Dataset items
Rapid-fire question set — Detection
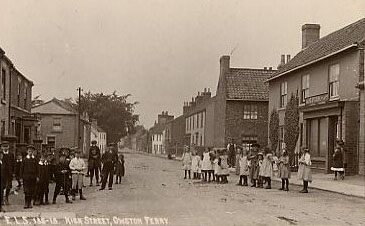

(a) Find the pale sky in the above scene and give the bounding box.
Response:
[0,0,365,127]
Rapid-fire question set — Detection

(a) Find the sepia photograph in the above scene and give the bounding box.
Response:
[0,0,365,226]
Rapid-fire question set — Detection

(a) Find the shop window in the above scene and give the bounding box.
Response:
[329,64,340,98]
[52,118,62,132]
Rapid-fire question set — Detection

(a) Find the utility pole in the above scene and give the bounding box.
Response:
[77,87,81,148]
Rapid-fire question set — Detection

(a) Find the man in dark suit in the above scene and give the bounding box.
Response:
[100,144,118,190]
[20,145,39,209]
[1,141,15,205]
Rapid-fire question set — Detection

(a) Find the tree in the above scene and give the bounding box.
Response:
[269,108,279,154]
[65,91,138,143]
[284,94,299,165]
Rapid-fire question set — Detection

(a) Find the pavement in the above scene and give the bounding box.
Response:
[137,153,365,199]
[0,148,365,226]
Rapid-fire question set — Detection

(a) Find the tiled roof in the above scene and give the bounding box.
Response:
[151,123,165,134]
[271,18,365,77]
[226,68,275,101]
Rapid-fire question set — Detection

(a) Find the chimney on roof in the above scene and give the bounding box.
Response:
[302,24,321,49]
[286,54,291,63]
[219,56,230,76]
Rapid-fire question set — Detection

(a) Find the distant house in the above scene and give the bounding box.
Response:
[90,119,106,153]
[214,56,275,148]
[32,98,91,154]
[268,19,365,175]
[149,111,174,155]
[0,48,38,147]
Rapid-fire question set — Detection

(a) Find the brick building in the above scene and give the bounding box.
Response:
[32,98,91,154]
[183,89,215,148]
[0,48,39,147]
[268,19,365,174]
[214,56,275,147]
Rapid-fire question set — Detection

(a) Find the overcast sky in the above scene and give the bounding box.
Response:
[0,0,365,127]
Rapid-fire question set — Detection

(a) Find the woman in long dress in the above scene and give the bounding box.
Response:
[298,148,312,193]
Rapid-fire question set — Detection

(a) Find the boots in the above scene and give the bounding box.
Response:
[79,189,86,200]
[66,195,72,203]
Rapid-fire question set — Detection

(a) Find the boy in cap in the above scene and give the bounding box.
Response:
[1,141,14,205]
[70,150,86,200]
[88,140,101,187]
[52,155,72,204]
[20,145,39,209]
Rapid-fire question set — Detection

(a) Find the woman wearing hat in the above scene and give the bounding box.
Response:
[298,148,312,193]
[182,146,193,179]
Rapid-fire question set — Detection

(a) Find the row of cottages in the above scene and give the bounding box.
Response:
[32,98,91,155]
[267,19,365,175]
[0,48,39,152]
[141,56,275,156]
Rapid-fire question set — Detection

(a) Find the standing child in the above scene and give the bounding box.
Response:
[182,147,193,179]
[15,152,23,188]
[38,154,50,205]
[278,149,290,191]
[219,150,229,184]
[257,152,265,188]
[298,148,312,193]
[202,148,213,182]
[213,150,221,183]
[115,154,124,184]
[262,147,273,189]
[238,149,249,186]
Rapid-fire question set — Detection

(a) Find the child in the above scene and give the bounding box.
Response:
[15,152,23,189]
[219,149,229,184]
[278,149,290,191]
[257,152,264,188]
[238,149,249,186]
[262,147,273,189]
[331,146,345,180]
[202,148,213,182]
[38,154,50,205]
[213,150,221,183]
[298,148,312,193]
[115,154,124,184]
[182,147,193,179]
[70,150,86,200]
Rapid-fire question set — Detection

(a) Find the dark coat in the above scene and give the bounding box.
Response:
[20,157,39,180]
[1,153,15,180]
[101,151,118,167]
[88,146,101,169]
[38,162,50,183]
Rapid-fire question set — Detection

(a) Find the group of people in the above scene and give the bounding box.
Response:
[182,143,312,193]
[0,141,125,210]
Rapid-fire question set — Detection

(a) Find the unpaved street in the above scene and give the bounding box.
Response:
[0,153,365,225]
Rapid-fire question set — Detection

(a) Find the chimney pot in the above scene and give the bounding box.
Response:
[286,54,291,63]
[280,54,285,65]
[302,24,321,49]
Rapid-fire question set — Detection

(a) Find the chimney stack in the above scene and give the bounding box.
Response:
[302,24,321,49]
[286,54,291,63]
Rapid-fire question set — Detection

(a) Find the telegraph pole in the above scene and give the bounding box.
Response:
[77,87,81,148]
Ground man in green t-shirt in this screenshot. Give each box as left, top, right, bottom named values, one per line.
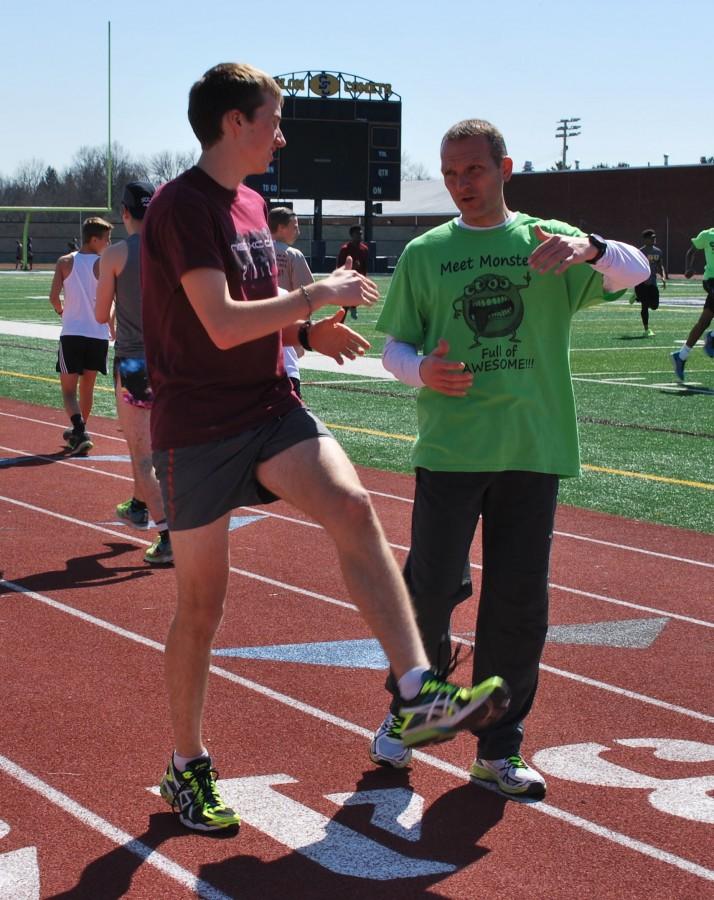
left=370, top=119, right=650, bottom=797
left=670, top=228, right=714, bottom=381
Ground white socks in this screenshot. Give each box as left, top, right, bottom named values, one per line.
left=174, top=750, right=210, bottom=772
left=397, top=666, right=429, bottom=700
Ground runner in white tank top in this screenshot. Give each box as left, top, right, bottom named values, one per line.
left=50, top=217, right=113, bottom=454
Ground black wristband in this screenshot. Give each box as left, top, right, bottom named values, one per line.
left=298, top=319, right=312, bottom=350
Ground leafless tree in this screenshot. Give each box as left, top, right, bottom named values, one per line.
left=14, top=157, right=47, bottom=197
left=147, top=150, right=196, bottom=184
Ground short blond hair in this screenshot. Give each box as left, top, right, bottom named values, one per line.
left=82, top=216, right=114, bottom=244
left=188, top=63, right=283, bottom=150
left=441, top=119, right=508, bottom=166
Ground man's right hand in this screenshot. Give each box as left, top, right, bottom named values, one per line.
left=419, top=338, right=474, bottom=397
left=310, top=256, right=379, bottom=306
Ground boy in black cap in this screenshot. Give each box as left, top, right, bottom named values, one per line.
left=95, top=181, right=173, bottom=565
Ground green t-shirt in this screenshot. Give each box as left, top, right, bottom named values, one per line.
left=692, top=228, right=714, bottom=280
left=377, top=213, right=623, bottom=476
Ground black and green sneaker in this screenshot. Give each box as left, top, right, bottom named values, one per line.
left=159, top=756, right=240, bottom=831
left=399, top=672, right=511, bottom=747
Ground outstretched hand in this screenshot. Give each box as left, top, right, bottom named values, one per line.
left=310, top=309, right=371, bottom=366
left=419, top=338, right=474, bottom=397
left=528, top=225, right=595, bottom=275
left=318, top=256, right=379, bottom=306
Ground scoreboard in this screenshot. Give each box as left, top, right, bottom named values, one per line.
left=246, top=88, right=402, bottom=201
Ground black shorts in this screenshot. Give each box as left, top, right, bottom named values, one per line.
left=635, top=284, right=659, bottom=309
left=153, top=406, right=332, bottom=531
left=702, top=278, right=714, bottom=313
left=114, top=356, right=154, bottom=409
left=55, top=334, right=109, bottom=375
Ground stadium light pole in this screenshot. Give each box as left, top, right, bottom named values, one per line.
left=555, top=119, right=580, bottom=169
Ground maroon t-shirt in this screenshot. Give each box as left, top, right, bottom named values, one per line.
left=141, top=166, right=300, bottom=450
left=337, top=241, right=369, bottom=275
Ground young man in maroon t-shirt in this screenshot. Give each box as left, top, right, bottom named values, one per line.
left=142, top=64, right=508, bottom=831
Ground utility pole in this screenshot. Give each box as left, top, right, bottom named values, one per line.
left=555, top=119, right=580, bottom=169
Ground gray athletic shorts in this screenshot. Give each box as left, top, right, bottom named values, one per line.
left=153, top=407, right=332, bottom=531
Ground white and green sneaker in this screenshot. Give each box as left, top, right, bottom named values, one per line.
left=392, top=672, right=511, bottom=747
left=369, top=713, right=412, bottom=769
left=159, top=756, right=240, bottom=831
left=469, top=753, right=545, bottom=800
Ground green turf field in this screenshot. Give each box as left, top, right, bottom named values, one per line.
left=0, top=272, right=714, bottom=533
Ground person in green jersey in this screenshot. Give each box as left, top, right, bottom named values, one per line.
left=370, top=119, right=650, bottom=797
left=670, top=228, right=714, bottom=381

Challenge
Reproduce the data above word for word, from the line containing "Ground young man" through the last line of the data, both ends included.

Answer to the problem
Ground young man in maroon t-shirt in this screenshot. Give each box as left, top, right, bottom named values, one per line.
left=142, top=64, right=508, bottom=831
Ground utility pole in this screenshot. Give each box as left, top, right, bottom named values, one per line.
left=555, top=119, right=580, bottom=169
Ground gray athletic shorts in this screenshot. Give each box as left, top, right, bottom named values, one per line.
left=153, top=407, right=332, bottom=531
Ground white and green sneaker in this screenshot. Give each box as left, top, right, bottom named values, one per line.
left=392, top=672, right=511, bottom=747
left=369, top=713, right=412, bottom=769
left=159, top=756, right=240, bottom=831
left=469, top=753, right=545, bottom=800
Ground green turf field in this screenshot. Give each box as left, top, right, bottom named values, one per line.
left=0, top=272, right=714, bottom=533
Ground person in green jersey in this screenshot. Give each box as left, top, right, bottom named values, one per line.
left=370, top=119, right=650, bottom=797
left=670, top=228, right=714, bottom=381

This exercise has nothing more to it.